§ PROVIDED PASSAGE:
-=-=-=-=-
I am sure I have missed a few, but I think, you the reader are familiar enough to concur that these are the stated reasons for pushing the recall. However, the true reason is not listed.
Human beings, like other animals, are creatures of habit and surety of future expectations. These basic characteristics make us highly resistant to change and seek the familiar. Just as physical evolution and adaptation happen over a long course of time; change and social adaption also require sufficient time to be assimilated. This is the significant difference between revolutionary change and evolutionary change. Since the Republicans have taken complete control of all branches of the state government, they have introduced a rate of change unsustainable by most folks and for lack of a better term are revolutionary.
Whether you see it as positive or negative; the amount of legislation and change that the Republicans have achieved in less than a year, would at any other time be remarkable if it had been accomplished over the course of one or two gubernatorial terms.
I don’t know the exact reasons that the Republicans chose to move so rapidly, like in a blitz Krieg fashion, but it is clear as to what the impact has been; a rift within the state that can’t be easily healed. Tom Barrett is correct in his assessment that it has led to a political civil war dividing the state's citizens.
-=-=-=-=-
§ ENTRIES SUPPLIED:

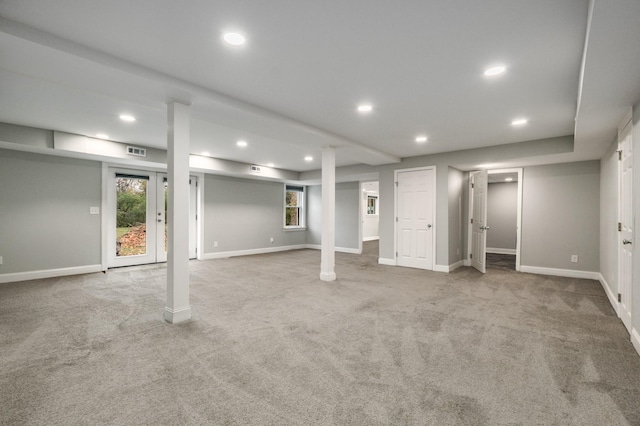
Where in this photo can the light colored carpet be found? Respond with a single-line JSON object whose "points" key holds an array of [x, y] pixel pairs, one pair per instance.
{"points": [[271, 344]]}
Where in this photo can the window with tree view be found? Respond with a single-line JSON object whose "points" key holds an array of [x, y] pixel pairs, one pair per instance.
{"points": [[294, 206]]}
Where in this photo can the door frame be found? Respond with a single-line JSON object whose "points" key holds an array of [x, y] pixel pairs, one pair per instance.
{"points": [[104, 206], [519, 170], [625, 317], [395, 211]]}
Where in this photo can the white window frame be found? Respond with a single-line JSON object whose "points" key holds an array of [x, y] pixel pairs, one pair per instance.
{"points": [[301, 206]]}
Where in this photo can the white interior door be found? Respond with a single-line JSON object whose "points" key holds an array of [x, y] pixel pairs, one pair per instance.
{"points": [[479, 189], [626, 224], [415, 208]]}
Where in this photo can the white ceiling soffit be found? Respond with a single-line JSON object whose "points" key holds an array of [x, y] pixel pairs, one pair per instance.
{"points": [[74, 66], [80, 90], [610, 82]]}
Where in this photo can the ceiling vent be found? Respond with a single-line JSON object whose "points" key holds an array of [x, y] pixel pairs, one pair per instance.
{"points": [[138, 152]]}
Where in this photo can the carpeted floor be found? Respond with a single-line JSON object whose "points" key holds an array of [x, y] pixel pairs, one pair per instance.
{"points": [[271, 344]]}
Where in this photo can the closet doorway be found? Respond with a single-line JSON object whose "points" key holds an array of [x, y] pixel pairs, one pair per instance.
{"points": [[503, 220]]}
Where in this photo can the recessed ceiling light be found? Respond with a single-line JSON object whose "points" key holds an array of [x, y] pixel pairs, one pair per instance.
{"points": [[127, 117], [493, 71], [234, 39]]}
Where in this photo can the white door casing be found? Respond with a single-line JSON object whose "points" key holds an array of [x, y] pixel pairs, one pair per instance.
{"points": [[415, 212], [626, 225], [479, 190]]}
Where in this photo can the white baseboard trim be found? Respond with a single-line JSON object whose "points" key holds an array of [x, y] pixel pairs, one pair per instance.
{"points": [[338, 249], [560, 272], [635, 339], [612, 297], [500, 251], [226, 254], [49, 273]]}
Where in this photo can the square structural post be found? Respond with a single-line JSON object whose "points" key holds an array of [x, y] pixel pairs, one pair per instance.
{"points": [[328, 243], [178, 308]]}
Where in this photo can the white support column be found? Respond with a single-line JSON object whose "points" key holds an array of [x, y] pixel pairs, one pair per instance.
{"points": [[178, 309], [328, 243]]}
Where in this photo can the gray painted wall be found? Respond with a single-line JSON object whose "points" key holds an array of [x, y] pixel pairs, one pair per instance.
{"points": [[609, 217], [347, 214], [561, 216], [456, 179], [45, 212], [502, 214], [243, 214]]}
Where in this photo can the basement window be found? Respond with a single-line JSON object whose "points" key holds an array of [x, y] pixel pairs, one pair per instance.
{"points": [[294, 207]]}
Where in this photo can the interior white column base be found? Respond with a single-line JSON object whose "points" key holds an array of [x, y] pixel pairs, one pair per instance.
{"points": [[328, 276], [177, 316]]}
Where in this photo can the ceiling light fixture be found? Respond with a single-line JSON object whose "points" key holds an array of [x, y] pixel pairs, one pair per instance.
{"points": [[493, 71], [234, 39], [127, 117]]}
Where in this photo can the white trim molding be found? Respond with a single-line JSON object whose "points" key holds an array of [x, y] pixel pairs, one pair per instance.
{"points": [[495, 250], [570, 273], [49, 273], [612, 297], [635, 339], [337, 249], [264, 250]]}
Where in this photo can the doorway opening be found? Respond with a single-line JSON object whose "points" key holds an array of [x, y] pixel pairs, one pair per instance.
{"points": [[495, 203], [136, 228]]}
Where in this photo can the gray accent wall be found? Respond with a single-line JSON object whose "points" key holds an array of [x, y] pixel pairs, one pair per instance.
{"points": [[347, 215], [502, 215], [44, 208], [561, 216], [243, 214]]}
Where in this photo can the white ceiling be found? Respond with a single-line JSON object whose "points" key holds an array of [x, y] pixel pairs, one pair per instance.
{"points": [[293, 88]]}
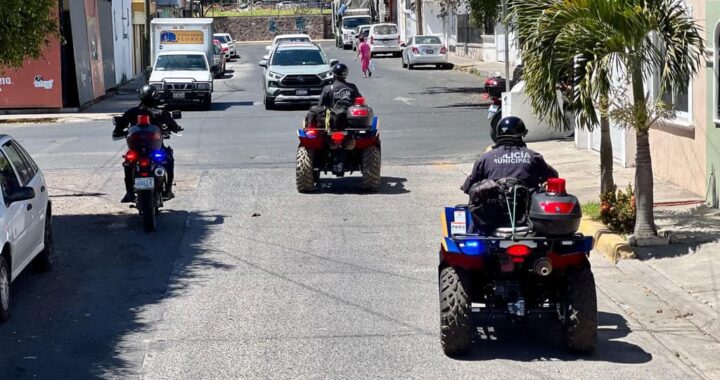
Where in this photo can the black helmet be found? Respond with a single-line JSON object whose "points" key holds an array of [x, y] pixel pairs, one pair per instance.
{"points": [[148, 95], [511, 126], [340, 71]]}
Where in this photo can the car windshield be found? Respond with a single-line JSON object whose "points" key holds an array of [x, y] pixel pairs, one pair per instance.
{"points": [[385, 29], [428, 40], [190, 62], [298, 57], [352, 23], [293, 39]]}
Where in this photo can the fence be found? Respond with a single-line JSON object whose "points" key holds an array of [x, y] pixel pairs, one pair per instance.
{"points": [[466, 32]]}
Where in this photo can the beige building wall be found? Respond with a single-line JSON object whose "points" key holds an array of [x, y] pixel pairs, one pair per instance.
{"points": [[678, 146]]}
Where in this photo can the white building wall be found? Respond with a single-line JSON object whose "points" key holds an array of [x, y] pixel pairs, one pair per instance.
{"points": [[123, 40]]}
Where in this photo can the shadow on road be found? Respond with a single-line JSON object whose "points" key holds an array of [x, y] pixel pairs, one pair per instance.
{"points": [[541, 341], [353, 185], [73, 321]]}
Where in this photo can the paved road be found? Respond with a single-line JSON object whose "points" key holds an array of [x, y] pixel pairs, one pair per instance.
{"points": [[249, 279]]}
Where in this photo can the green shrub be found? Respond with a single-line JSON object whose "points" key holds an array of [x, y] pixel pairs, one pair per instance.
{"points": [[618, 211]]}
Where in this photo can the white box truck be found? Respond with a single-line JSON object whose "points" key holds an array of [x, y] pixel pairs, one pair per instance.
{"points": [[182, 55]]}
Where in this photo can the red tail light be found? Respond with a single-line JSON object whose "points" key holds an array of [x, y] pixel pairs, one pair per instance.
{"points": [[556, 185], [557, 207], [360, 112], [337, 137], [131, 156], [518, 252]]}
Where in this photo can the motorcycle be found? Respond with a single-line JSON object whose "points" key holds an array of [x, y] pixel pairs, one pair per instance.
{"points": [[534, 266], [147, 159], [495, 86], [323, 148]]}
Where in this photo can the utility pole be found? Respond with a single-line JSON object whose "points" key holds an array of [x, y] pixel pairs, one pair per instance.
{"points": [[418, 14], [507, 46]]}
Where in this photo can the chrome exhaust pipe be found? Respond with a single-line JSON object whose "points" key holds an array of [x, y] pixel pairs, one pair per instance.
{"points": [[543, 267]]}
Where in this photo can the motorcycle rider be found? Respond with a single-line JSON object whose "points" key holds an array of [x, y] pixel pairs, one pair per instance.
{"points": [[510, 158], [148, 106]]}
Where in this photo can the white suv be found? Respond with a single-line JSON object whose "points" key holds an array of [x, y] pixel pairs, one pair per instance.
{"points": [[295, 72], [25, 218]]}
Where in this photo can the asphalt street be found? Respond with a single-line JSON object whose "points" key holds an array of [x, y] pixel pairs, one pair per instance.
{"points": [[249, 279]]}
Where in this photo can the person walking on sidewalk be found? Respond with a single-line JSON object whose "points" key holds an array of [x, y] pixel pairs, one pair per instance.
{"points": [[365, 56]]}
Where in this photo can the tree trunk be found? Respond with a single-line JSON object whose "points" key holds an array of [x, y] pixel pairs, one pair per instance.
{"points": [[418, 14], [645, 220], [606, 159]]}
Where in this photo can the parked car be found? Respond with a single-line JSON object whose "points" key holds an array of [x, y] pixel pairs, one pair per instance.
{"points": [[295, 73], [385, 39], [424, 50], [227, 39], [25, 217], [362, 31], [282, 38], [219, 60]]}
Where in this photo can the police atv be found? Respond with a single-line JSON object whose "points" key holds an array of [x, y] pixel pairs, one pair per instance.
{"points": [[533, 265], [328, 145]]}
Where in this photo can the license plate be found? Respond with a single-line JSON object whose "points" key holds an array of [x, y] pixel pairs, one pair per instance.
{"points": [[144, 183]]}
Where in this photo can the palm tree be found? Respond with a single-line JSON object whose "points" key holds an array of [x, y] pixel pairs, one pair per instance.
{"points": [[637, 37]]}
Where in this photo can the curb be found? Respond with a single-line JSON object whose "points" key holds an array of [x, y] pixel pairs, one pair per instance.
{"points": [[610, 244]]}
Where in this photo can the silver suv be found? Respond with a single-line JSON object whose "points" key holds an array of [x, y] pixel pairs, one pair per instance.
{"points": [[295, 73]]}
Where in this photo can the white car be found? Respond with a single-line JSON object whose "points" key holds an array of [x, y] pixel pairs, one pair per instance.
{"points": [[385, 39], [227, 41], [283, 38], [295, 72], [25, 217], [424, 50]]}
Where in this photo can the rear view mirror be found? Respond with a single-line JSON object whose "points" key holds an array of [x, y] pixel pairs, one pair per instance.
{"points": [[21, 194]]}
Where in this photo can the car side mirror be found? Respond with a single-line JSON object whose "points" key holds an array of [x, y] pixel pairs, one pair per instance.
{"points": [[21, 194]]}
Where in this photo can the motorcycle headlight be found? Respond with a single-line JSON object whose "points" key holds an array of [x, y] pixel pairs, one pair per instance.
{"points": [[326, 75], [274, 75]]}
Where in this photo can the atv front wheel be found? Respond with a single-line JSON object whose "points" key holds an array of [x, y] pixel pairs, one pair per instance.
{"points": [[579, 326], [372, 162], [304, 176], [455, 314]]}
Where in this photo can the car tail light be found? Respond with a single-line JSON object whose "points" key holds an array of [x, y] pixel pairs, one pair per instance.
{"points": [[556, 185], [518, 252], [557, 207], [337, 137], [131, 156], [360, 112]]}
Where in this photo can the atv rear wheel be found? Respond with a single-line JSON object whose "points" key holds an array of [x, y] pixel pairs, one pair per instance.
{"points": [[304, 176], [455, 314], [372, 162], [579, 326]]}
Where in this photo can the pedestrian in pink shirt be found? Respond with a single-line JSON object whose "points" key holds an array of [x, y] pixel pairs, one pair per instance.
{"points": [[364, 53]]}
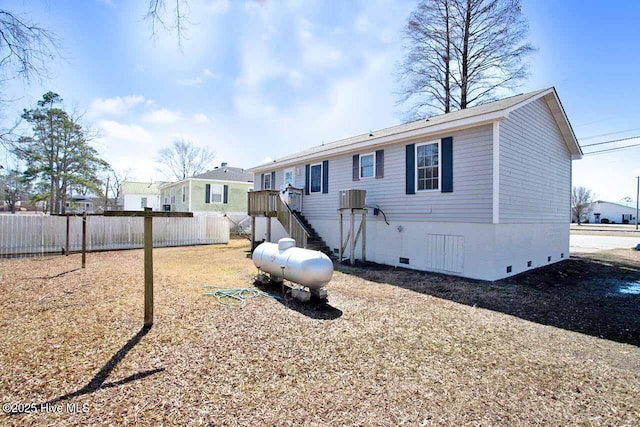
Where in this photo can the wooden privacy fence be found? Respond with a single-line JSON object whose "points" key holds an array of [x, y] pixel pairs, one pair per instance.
{"points": [[29, 235]]}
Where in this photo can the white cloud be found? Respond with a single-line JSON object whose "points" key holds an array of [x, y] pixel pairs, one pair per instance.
{"points": [[218, 7], [200, 118], [162, 116], [362, 24], [206, 75], [190, 82], [114, 106], [132, 133]]}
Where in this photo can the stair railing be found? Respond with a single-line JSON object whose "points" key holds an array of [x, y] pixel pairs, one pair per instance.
{"points": [[296, 229], [268, 203]]}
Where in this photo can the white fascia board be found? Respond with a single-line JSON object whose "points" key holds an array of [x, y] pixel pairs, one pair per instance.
{"points": [[173, 184], [374, 142], [561, 120], [224, 181]]}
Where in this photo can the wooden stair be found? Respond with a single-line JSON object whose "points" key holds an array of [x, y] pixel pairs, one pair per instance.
{"points": [[314, 241]]}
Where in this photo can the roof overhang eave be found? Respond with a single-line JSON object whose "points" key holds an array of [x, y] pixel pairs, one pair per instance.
{"points": [[376, 142]]}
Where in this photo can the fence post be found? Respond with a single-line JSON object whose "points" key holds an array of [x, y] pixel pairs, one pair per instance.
{"points": [[66, 252], [148, 267], [84, 239]]}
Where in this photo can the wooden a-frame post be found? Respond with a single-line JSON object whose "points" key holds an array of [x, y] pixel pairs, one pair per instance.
{"points": [[148, 215]]}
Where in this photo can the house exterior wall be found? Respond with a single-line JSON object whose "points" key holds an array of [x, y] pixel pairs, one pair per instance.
{"points": [[475, 250], [457, 233], [195, 198], [133, 202], [535, 168], [470, 201], [611, 211]]}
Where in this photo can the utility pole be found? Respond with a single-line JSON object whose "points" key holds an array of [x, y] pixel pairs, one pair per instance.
{"points": [[637, 195], [106, 195]]}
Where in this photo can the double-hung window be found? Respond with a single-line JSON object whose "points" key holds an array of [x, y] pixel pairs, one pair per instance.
{"points": [[428, 166], [216, 193], [367, 165], [316, 178]]}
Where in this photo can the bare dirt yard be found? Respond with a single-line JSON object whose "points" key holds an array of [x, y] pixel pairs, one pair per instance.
{"points": [[556, 346]]}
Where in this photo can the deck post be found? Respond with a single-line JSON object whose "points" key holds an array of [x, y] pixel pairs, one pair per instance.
{"points": [[268, 229], [363, 225], [66, 251], [341, 236], [253, 232], [352, 247], [84, 239], [148, 267]]}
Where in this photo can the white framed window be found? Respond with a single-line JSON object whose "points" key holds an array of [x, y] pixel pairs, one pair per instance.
{"points": [[315, 182], [216, 193], [367, 165], [289, 177], [428, 166]]}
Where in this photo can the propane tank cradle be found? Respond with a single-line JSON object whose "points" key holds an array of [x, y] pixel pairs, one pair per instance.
{"points": [[312, 269]]}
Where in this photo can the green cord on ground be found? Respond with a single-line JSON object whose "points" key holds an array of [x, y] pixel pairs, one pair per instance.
{"points": [[234, 297]]}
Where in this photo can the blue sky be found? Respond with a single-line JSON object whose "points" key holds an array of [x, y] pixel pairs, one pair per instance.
{"points": [[257, 80]]}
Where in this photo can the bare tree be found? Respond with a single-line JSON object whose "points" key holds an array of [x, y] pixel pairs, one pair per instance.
{"points": [[427, 67], [581, 203], [179, 17], [183, 159], [25, 48], [462, 52]]}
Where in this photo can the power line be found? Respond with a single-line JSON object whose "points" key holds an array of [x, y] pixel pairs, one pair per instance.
{"points": [[611, 141], [608, 133], [612, 149]]}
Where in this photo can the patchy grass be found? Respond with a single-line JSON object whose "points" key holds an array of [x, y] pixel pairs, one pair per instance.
{"points": [[392, 347]]}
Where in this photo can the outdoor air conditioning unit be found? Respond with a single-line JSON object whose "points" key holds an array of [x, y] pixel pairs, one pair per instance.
{"points": [[352, 199]]}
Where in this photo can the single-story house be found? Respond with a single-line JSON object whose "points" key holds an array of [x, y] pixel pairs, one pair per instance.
{"points": [[482, 192], [135, 196], [602, 212], [221, 191]]}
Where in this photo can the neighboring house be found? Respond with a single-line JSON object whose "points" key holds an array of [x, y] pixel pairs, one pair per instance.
{"points": [[81, 204], [611, 213], [221, 191], [135, 196], [482, 192]]}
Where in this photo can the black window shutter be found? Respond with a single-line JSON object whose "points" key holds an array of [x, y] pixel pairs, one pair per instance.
{"points": [[447, 164], [307, 178], [379, 163], [325, 176], [356, 167], [411, 169]]}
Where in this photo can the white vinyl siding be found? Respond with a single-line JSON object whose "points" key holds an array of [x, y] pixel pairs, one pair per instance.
{"points": [[471, 200], [535, 167]]}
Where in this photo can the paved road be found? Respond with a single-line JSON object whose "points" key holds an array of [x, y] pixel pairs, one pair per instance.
{"points": [[587, 243]]}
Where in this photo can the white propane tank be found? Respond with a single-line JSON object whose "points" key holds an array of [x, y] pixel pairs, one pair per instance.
{"points": [[312, 269]]}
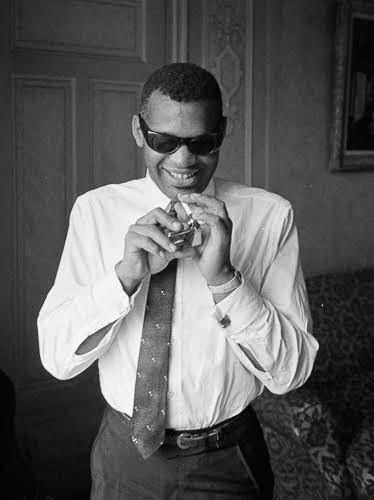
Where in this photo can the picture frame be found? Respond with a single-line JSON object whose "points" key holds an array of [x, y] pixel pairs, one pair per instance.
{"points": [[352, 131]]}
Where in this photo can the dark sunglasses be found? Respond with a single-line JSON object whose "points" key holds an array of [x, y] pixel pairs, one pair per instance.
{"points": [[169, 144]]}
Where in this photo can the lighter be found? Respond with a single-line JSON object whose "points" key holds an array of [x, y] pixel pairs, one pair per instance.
{"points": [[190, 237]]}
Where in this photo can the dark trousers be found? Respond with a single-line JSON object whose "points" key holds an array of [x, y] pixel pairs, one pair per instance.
{"points": [[240, 471]]}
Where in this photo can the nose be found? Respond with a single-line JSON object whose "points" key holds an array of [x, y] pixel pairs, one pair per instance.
{"points": [[183, 157]]}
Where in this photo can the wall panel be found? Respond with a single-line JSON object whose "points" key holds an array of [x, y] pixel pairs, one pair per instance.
{"points": [[114, 152], [227, 53], [45, 188], [106, 27]]}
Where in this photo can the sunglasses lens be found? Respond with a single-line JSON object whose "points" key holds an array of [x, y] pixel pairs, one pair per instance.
{"points": [[163, 143], [203, 145]]}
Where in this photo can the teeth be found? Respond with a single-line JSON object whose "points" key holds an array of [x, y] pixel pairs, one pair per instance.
{"points": [[181, 176]]}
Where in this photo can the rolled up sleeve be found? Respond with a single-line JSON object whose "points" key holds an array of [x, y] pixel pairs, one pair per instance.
{"points": [[270, 330], [84, 299]]}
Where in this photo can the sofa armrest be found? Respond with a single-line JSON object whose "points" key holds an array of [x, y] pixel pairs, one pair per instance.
{"points": [[302, 418]]}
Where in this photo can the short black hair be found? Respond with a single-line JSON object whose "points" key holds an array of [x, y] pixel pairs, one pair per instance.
{"points": [[182, 82]]}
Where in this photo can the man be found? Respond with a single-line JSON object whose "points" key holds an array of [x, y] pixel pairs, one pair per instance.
{"points": [[187, 335]]}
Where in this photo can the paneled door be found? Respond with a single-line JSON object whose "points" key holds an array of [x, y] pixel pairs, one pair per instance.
{"points": [[71, 72]]}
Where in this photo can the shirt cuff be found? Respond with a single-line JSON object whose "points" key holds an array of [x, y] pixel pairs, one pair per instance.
{"points": [[236, 312], [111, 304]]}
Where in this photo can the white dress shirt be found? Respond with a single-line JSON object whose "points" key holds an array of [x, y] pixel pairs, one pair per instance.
{"points": [[211, 377]]}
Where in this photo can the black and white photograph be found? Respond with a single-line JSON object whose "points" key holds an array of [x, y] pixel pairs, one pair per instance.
{"points": [[187, 251]]}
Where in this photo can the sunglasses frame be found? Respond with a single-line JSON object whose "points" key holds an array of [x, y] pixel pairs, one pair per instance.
{"points": [[218, 136]]}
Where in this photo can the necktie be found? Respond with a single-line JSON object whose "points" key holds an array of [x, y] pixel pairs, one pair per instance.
{"points": [[148, 420]]}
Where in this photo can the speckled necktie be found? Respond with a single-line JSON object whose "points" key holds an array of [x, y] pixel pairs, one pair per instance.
{"points": [[148, 420]]}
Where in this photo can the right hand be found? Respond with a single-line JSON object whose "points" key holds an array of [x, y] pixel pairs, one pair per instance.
{"points": [[147, 248]]}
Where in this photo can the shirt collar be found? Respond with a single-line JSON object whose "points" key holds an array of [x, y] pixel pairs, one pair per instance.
{"points": [[156, 198]]}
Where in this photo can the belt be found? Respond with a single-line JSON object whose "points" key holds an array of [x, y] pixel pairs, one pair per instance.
{"points": [[218, 436]]}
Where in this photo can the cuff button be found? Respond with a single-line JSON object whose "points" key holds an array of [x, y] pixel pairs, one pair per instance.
{"points": [[225, 321]]}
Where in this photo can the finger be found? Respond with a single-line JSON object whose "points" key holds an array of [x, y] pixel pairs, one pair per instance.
{"points": [[159, 216], [156, 234], [184, 253], [138, 242], [181, 212]]}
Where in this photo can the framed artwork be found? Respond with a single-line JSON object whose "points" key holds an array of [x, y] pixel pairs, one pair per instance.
{"points": [[352, 132]]}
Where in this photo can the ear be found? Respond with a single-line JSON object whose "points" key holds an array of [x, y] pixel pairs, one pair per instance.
{"points": [[136, 131]]}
-=-=-=-=-
§ PROBLEM DESCRIPTION: Reproduce the recall commentary word for word, beginning at the words "Human beings, like" and stopping after the words "two gubernatorial terms.". The material that comes after the commentary is separate from it.

§ SOLUTION TO THIS PROBLEM:
Human beings, like other animals, are creatures of habit and surety of future expectations. These basic characteristics make us highly resistant to change and seek the familiar. Just as physical evolution and adaptation happen over a long course of time; change and social adaption also require sufficient time to be assimilated. This is the significant difference between revolutionary change and evolutionary change. Since the Republicans have taken complete control of all branches of the state government, they have introduced a rate of change unsustainable by most folks and for lack of a better term are revolutionary.
Whether you see it as positive or negative; the amount of legislation and change that the Republicans have achieved in less than a year, would at any other time be remarkable if it had been accomplished over the course of one or two gubernatorial terms.